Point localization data

★ ★ ★ ★ ★

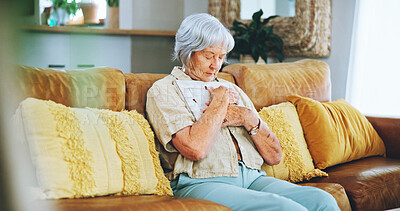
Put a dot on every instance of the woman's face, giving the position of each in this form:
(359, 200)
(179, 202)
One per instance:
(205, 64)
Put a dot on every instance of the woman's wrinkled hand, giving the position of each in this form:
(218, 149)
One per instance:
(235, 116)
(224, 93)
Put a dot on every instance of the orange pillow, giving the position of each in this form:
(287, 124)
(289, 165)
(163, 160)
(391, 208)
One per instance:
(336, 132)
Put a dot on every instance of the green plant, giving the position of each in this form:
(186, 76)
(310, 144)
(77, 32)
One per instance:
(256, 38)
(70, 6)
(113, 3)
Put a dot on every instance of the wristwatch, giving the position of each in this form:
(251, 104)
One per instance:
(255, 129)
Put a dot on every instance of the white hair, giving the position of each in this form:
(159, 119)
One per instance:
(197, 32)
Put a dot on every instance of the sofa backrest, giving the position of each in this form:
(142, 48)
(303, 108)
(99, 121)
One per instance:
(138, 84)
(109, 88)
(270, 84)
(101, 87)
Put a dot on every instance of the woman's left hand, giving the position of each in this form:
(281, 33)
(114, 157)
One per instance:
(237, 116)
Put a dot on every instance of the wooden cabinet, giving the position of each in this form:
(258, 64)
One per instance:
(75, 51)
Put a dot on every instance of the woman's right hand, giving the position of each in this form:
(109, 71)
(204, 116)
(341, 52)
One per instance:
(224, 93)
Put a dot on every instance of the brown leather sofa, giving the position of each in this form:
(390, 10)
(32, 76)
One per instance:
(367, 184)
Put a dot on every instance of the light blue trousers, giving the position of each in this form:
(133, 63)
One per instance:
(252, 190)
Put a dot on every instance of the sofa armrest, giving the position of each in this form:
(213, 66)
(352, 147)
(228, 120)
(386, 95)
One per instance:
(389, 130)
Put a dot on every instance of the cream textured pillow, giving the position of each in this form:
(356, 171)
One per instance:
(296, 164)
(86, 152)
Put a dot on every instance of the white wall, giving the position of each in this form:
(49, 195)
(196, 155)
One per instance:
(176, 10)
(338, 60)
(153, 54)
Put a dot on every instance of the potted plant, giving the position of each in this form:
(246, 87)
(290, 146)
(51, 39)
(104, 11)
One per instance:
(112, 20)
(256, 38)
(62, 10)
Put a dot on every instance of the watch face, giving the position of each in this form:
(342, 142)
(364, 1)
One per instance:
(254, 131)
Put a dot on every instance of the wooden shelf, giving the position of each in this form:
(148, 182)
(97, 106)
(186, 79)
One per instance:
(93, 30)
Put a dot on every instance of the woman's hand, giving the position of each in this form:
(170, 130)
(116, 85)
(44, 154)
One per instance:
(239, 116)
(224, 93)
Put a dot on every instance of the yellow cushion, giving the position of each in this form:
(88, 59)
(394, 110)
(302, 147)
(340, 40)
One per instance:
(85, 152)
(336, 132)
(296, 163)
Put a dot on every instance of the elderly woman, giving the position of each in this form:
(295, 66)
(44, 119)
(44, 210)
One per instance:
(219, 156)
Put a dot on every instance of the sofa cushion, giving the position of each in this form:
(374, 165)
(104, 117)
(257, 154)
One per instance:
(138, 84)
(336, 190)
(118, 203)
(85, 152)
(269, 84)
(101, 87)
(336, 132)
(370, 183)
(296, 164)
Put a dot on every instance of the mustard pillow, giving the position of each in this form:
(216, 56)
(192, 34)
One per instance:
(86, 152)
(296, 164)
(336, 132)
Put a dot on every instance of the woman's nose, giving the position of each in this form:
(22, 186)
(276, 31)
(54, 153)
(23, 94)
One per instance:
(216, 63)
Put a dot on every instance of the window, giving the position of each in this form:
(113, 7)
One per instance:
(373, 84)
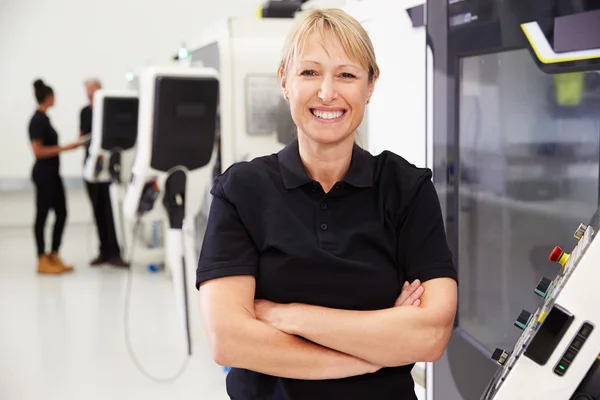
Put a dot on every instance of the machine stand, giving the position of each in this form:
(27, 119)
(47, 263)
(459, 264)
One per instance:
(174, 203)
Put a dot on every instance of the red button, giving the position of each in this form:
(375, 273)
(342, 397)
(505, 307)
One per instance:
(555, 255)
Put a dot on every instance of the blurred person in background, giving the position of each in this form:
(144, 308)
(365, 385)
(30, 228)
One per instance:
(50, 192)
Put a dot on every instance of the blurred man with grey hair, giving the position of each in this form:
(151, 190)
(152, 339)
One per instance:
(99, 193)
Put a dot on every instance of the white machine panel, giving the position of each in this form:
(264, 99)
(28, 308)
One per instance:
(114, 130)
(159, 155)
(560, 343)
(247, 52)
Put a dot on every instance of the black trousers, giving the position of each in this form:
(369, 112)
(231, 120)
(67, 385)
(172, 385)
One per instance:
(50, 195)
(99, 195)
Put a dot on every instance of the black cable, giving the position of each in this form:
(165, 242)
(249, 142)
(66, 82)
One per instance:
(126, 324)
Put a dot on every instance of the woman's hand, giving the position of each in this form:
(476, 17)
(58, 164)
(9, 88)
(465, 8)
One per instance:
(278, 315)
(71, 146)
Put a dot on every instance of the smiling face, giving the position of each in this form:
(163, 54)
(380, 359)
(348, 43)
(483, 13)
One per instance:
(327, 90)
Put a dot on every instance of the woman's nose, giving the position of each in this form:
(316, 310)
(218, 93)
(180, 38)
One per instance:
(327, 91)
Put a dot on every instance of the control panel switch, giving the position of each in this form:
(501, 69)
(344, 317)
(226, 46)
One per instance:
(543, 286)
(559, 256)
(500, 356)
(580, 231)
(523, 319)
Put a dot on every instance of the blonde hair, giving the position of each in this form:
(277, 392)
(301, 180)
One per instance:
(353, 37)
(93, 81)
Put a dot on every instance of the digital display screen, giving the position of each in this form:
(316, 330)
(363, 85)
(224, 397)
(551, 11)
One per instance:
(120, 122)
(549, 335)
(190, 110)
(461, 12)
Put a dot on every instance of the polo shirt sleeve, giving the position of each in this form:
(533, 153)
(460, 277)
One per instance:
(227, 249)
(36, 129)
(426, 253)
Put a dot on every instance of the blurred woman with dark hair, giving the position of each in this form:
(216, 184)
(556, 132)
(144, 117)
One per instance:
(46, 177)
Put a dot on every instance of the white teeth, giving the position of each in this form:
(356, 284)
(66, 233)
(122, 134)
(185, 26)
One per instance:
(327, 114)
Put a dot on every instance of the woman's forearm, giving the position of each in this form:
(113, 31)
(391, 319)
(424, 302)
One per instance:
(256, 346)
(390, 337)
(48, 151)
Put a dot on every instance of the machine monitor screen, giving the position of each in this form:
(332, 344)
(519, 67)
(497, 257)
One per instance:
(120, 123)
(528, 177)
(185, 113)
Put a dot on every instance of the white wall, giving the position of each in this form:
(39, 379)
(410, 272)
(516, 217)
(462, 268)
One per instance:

★ ★ ★ ★ ★

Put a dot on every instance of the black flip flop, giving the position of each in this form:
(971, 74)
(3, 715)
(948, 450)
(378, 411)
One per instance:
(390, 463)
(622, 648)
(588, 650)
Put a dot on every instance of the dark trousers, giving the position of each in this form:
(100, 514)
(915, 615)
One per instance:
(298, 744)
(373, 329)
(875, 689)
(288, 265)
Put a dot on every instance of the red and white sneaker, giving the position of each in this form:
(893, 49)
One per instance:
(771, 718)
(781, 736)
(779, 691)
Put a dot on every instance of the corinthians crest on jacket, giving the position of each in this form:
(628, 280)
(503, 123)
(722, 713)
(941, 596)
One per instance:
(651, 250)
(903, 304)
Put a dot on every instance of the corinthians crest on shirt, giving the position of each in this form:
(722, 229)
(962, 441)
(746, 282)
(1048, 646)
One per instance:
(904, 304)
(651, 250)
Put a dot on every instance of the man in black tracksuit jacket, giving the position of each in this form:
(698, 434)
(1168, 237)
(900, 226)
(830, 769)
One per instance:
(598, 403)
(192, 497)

★ ★ ★ ★ ★

▶ EXERCISE DIRECTIONS
Search the records line by line for the word "crest" and copy every line where it appears.

▶ OUTPUT FOR THIS EXERCISE
Put a dot on every instance of the corinthians crest on jacket, giving the position of each in this form:
Put a dot on every instance of the corinthians crest on shirt, giving the position of each in this form:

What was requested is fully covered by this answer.